LA NATURE DU LIEU

 

SAINT THOMAS D'AQUIN, DOCTEUR DE L'ÉGLISE

 

OPUSCULE 51

(Œuvre non authentique. Auteur ignoré)

Traduction Abbé Védrine, Editions Louis Vivès, 1857

Édition numérique, https://www.i-docteurangelique.fr/DocteurAngelique, 2004

Les œuvres complètes de saint Thomas d'Aquin

 

 

Pour connaître la nature du lieu, il faut considérer qu’on ne chercherait pas de lieu s’il n’existait pas quelque mouvement relatif au lieu. En effet, comme d’après la transmutation des diverses formes par rapport à la matière nous connaissons que la matière est différente des autres formes, de même d’après la transmutation des divers corps relativement au même lieu, nous savons que le lieu est quelque chose comme le réceptacle des corps différent de tous les corps.

» Informations fournies:
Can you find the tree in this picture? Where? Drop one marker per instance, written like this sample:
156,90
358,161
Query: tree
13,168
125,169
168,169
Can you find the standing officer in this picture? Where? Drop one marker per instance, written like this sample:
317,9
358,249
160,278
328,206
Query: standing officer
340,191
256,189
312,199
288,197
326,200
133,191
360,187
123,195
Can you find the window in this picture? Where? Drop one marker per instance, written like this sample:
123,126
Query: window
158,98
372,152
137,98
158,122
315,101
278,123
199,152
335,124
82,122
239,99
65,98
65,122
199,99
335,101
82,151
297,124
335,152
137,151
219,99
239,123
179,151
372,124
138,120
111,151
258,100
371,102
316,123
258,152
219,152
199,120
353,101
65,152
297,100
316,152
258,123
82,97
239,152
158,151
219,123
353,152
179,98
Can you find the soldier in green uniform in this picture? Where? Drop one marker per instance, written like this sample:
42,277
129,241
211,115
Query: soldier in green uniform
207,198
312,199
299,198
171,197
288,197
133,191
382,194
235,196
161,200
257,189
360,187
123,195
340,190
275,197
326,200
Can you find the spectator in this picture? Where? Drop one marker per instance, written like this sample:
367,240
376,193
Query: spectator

» Actions demandées:
• A. D'après l'extrait sur la nature du lieu, comment savons-nous que le lieu est quelque chose de différent de tous les corps ? Répondez en une à trois phrases.
• B. Prolongez l'extrait sur la nature du lieu au-delà de sa dernière phrase.
Les lignes n'ont aucun rôle à jouer ici.

» Résultats dans l'ordre:
• A. Nous le savons parce que des corps divers se succèdent dans un même lieu. Cette transmutation montre que le lieu est comme le réceptacle des corps, différent de chacun d'eux. De la même façon, la succession des diverses formes dans la matière nous fait connaître que la matière est différente de ces formes.

• B.
Or le lieu naturel ne désigne pas seulement un contenant, mais contenant, conservant et formant les choses localisées, en raison de quoi chaque corps se meut naturellement vers son lieu comme vers ce qui doit conserver son être. Le lieu suivant ce qu’il est n’est ni la matière, ni la forme de la chose localisée, parce que la matière et la forme ne sont pas séparées de la chose. Or le lieu peut se séparer de la chose localisée, et non l’espace dimensionné existant en dessous des limites du corps contenant, parce qu’il n’y a rien en dessous des limites du corps contenant qui soit circonscrit par la grandeur du corps de ce qui est contenu. La raison en est que si ce qui est circonscrit pur la grandeur du corps contenu était un espace en dessous des limites du corps contenant, cela aurait des dimensions de longueur, de largeur et de profondeur; or les dimensions sont des accidents, puisqu’elles sont des quantités, donc elles ne peuvent être dans d’autre sujet qu’un corps. Si donc il y avait un espace en dessous des limites du corps contenant en dehors de la grandeur du corps contenu, il s’ensuivrait qu’il y a des accidents sujet, ce qui est impossible. Donc le lieu n’est ni une matière ni une forme, ni un espace contenu en dessous des limites du corps contenant.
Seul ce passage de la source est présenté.